## Begin EXERCISE INPUT
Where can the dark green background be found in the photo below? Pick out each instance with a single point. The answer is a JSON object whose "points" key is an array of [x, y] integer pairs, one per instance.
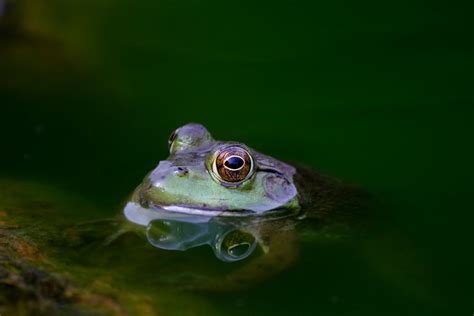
{"points": [[376, 93]]}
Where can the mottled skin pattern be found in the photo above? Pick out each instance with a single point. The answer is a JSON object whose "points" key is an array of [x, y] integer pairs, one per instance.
{"points": [[270, 202], [49, 262], [186, 180]]}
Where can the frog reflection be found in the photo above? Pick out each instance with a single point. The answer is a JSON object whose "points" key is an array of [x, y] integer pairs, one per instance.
{"points": [[230, 239], [234, 199]]}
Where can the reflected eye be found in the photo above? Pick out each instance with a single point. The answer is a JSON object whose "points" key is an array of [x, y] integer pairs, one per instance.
{"points": [[172, 138], [232, 165]]}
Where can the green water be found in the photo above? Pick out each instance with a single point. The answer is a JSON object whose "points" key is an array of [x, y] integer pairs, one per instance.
{"points": [[378, 94]]}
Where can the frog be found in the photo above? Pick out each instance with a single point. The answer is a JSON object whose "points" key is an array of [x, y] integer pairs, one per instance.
{"points": [[253, 210], [231, 197]]}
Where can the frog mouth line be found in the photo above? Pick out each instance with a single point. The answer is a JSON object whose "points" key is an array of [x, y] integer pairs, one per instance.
{"points": [[191, 210], [186, 209]]}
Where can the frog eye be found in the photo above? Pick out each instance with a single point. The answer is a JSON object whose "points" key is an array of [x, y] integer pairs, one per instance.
{"points": [[232, 165], [172, 138]]}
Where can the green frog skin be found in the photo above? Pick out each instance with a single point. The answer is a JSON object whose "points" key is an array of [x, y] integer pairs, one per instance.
{"points": [[229, 196]]}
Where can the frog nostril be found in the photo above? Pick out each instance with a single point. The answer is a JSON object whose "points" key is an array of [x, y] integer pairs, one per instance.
{"points": [[181, 171]]}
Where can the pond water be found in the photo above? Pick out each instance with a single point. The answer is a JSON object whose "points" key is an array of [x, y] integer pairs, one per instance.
{"points": [[375, 94]]}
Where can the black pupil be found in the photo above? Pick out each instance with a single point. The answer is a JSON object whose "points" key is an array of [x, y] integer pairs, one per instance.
{"points": [[234, 163]]}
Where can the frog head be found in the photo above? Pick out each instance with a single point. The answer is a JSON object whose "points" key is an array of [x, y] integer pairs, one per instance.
{"points": [[203, 176]]}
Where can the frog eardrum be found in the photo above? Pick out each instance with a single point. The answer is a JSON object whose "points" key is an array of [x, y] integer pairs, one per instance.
{"points": [[232, 165]]}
## End EXERCISE INPUT
Extract every row above verbatim, line for line, and leave the pictures out.

* **THE SOLUTION**:
Where can the dark green background be found in the photo below? Pick out each instance with a single point. The answer is a JSON object whose "points" key is an array of [x, y] integer pairs, one per instance.
{"points": [[376, 93]]}
Where can the mottled skin pattern be found in the photo above? Pick out each instance with a single point. The answer is a JSON object whose "points" key is an array of [x, y] integer pairs, one per instance.
{"points": [[270, 202], [49, 262], [186, 180]]}
Where can the frog reflection be found in the photo above? Pick out each instance with a single point. The answer is a JSON object whose "points" key is an array of [x, y] integer pairs, one per instance.
{"points": [[230, 239], [234, 199]]}
Where can the reflected eye be found in the photo above? Pick out each instance with a single point. The answer is a JSON object whose "points" key is an array of [x, y] integer pairs, one per instance.
{"points": [[172, 138], [232, 165]]}
Where can the green water be found in the photo above? Pick out each instance with a single point. The answer is a JSON object whose "points" key is an array of [x, y] integer pairs, one per instance.
{"points": [[378, 94]]}
Where can the frog be found in the photo above? Pick out each instance with a single point. The answer is a JSON object whose "points" key is an array of [x, y] integer pairs, one per instance.
{"points": [[253, 210], [231, 197]]}
Where can the frog mouth line be found in the photo above? Pick out each instance with a single point. The answer is a JSON object whose "points" key is an array of [x, y] integer pairs, one per instance.
{"points": [[191, 210], [186, 209]]}
Where can the frog eye be found in the photo above? Pick out each instance with a single point. The answer is a JSON object whose "points" key is an array of [x, y] integer pairs, one per instance.
{"points": [[232, 165], [172, 138]]}
Where can the green frog skin be found in the photo above? Pick out each instance with a single point. The answer is a JSON object whose "points" key is an array of [x, y] integer pairs, one per instance.
{"points": [[229, 196]]}
Where can the frog nostril be found in the photo above? Pick out each instance with a single point. The answer is a JSON object whose "points" key is an array of [x, y] integer pairs, one per instance.
{"points": [[181, 171]]}
Where can the pond water be found in the photo above? Pick out each instance with a single point. The answer is a JSON object whose "points" key is an array of [x, y] integer pairs, one per instance.
{"points": [[375, 94]]}
Where can the black pupil be found in the photo above? Pick out each instance with a single point. The answer is a JSON object whose "points" key is an array of [x, y] integer pairs, one per instance.
{"points": [[234, 163]]}
Where can the frog head be found in the photo above? Pick out each instance with a single point. The answer is a JSON object whose "points" key is an array of [x, y] integer pairs, one per instance.
{"points": [[203, 176]]}
Where can the frog eardrum be found in the photo above? Pick out each instance with a single point. The answer is a JSON object whose "points" key is an array of [x, y] integer pairs, one per instance.
{"points": [[232, 165]]}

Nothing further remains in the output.